:: DATA RECORDS ::
+++

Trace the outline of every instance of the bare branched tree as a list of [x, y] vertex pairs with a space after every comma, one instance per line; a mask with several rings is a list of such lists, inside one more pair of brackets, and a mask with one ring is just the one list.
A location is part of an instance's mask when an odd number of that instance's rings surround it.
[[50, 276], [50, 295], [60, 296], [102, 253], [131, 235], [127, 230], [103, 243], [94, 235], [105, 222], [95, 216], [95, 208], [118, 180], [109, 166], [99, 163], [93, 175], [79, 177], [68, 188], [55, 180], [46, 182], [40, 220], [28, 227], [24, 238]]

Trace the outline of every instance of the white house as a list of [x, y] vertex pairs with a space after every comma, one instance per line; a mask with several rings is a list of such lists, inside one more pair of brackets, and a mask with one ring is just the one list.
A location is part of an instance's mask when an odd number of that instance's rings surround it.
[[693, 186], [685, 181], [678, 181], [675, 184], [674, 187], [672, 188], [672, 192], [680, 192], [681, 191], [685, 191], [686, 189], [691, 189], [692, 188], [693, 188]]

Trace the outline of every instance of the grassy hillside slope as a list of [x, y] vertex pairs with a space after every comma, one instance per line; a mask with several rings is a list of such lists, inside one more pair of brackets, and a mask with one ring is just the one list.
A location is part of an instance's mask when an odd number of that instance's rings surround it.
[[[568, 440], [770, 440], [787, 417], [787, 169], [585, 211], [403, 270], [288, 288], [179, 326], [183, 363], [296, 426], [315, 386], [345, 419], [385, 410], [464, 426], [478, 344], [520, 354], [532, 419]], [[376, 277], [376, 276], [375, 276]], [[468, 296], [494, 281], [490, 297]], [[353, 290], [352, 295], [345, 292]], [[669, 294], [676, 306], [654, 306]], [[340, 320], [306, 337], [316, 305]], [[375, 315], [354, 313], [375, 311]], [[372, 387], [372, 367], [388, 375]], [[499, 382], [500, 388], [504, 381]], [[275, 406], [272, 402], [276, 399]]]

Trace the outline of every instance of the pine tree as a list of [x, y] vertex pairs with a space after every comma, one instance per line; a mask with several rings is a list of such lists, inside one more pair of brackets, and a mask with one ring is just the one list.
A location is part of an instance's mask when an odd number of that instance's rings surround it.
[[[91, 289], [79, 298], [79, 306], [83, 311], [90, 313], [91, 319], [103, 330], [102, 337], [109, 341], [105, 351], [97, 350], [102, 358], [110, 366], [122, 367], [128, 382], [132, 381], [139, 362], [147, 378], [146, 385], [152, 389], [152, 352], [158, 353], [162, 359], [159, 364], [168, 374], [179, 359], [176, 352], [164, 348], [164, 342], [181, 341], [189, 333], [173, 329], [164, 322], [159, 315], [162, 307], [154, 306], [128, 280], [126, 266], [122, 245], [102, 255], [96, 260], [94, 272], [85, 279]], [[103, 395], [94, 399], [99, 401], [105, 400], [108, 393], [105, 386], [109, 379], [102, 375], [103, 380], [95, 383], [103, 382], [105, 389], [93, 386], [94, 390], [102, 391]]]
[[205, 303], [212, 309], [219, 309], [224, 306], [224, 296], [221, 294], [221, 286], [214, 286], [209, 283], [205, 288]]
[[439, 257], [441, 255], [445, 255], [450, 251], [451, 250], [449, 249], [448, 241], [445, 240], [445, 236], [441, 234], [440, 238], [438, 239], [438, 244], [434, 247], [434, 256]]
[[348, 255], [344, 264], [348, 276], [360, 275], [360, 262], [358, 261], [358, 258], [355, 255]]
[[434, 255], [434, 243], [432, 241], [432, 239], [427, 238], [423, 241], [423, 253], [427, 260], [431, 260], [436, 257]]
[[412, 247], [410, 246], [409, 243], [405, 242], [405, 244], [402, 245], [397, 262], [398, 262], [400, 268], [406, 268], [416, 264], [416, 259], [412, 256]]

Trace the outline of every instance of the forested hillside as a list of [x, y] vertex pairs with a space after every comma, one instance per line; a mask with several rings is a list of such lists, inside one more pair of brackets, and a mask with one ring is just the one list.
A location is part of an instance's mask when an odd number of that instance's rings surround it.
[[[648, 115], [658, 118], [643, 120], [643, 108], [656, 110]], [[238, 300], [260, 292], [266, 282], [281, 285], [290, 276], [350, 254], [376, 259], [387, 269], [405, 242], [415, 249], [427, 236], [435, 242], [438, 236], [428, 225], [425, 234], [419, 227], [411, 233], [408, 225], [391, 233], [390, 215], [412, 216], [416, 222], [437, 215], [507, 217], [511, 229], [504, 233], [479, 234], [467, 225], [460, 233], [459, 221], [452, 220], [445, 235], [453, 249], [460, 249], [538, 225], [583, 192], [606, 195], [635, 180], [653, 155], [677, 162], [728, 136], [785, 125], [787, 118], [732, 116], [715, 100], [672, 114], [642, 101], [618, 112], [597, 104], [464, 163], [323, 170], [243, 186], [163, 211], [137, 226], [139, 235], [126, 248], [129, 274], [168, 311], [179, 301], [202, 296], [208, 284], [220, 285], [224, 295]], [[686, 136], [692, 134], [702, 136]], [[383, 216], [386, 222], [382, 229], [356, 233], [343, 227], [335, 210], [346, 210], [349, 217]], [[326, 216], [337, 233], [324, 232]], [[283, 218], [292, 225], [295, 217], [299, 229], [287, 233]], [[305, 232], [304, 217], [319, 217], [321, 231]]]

+++

:: THE TASK ::
Print all of the entries above again, reproducing every line verbatim and in the same order.

:: COMPLETE ANSWER ::
Trace the outline of every instance of the bare branched tree as a list of [x, y] vertex pairs with a space after every comma, one instance per line; a mask with several rings is a list of such lists, inside one more pair of brackets, and a mask with one ring is just the one list.
A location is part of an instance's mask when an odd number of that instance's rings surround it.
[[50, 276], [50, 295], [60, 296], [102, 253], [131, 235], [127, 230], [103, 243], [94, 235], [105, 222], [95, 216], [95, 208], [118, 180], [109, 166], [99, 163], [93, 175], [79, 177], [68, 188], [55, 180], [46, 182], [40, 220], [28, 227], [24, 238]]

Trace the outline of every instance of the white house as a list of [x, y] vertex pairs with a space after every comma, one instance per line; a mask with several rings is a list of such lists, inside one more pair of brackets, and a mask with one ring is just the one list.
A location is part of an instance's mask when an odd number of that instance's rings surround it.
[[693, 186], [685, 181], [678, 181], [675, 184], [674, 187], [672, 188], [672, 192], [680, 192], [681, 191], [685, 191], [686, 189], [691, 189], [692, 188], [693, 188]]

Trace the outline of every instance of the grassy hillside slope as a list of [x, y] vertex pairs with a space after every comma, one instance per line; a mask with several rings is a list of such lists, inside one more pair of brackets, and a mask with one ring is just the one list.
A location is part of an instance's mask when an odd number of that instance's rings surround it.
[[[568, 440], [770, 440], [787, 417], [787, 169], [585, 211], [403, 270], [288, 288], [179, 326], [183, 363], [296, 426], [315, 386], [345, 419], [385, 410], [464, 426], [478, 344], [520, 354], [532, 419]], [[376, 277], [376, 276], [375, 276]], [[468, 296], [494, 281], [490, 297]], [[353, 290], [352, 295], [345, 292]], [[669, 294], [676, 306], [654, 306]], [[340, 320], [306, 337], [316, 305]], [[375, 315], [354, 313], [375, 311]], [[372, 387], [372, 367], [388, 375]], [[499, 382], [500, 388], [504, 381]], [[275, 406], [272, 402], [276, 399]]]

Trace the outline of every instance of the pine tree as a list of [x, y] vertex pairs with a space after every comma, one instance per line; a mask with several rings is a list of such lists, inside one more pair of brackets, and a mask with one ring is just the one list.
A location is part of an instance's mask when an odd number of that instance's rings surround it.
[[[91, 289], [79, 298], [79, 306], [83, 311], [90, 313], [91, 319], [103, 330], [102, 337], [109, 341], [105, 351], [97, 350], [102, 358], [110, 366], [122, 367], [128, 382], [132, 381], [139, 362], [147, 378], [146, 385], [152, 389], [152, 352], [158, 353], [162, 359], [159, 364], [168, 374], [179, 359], [176, 352], [164, 348], [164, 342], [181, 341], [189, 333], [173, 329], [164, 322], [159, 315], [162, 307], [154, 306], [128, 280], [126, 266], [122, 245], [102, 255], [96, 260], [94, 272], [85, 279]], [[103, 395], [94, 399], [99, 401], [105, 400], [108, 393], [105, 386], [109, 379], [102, 375], [103, 380], [95, 383], [103, 382], [105, 389], [93, 386], [94, 390], [102, 391]]]
[[205, 303], [212, 309], [219, 309], [224, 306], [224, 296], [221, 294], [221, 286], [214, 286], [209, 283], [205, 288]]
[[439, 257], [441, 255], [445, 255], [450, 251], [451, 250], [449, 249], [448, 241], [445, 240], [445, 236], [441, 234], [440, 238], [438, 239], [438, 244], [434, 247], [434, 256]]
[[348, 255], [344, 264], [348, 276], [360, 275], [360, 262], [358, 261], [358, 258], [355, 255]]
[[434, 255], [434, 243], [432, 241], [432, 239], [427, 238], [423, 241], [423, 253], [427, 260], [431, 260], [436, 257]]
[[412, 247], [410, 246], [409, 243], [405, 242], [405, 244], [402, 245], [397, 262], [398, 262], [400, 268], [406, 268], [416, 264], [416, 259], [412, 256]]

Trace the outline of every instance of the forested hillside as a list of [x, y] vertex pairs with a space after every comma, one instance per line; a mask with several rings is a list of such lists, inside one more pair of brackets, and a mask with one ring is just the one list.
A location is part of an instance's mask when an odd number of that instance's rings surround it.
[[[648, 115], [658, 118], [643, 120], [643, 108], [656, 110]], [[238, 300], [260, 292], [266, 282], [281, 285], [290, 276], [350, 254], [376, 259], [387, 269], [405, 242], [415, 249], [427, 236], [435, 242], [438, 236], [428, 225], [425, 234], [419, 227], [411, 233], [408, 225], [391, 233], [390, 215], [412, 216], [416, 222], [437, 215], [507, 217], [511, 229], [504, 233], [479, 234], [467, 225], [460, 233], [459, 221], [452, 220], [445, 235], [453, 249], [460, 249], [538, 225], [583, 192], [606, 195], [635, 180], [653, 155], [677, 162], [728, 136], [785, 125], [787, 118], [732, 116], [715, 100], [672, 114], [642, 101], [618, 112], [597, 104], [464, 163], [323, 170], [243, 186], [163, 211], [137, 226], [139, 235], [126, 248], [129, 274], [168, 311], [179, 301], [202, 296], [208, 284], [220, 285], [224, 295]], [[686, 136], [692, 134], [702, 136]], [[383, 216], [386, 222], [382, 229], [356, 233], [343, 227], [335, 210], [346, 210], [349, 217]], [[326, 216], [337, 233], [324, 232]], [[283, 218], [292, 225], [295, 217], [299, 229], [287, 233]], [[305, 232], [304, 217], [319, 217], [321, 231]]]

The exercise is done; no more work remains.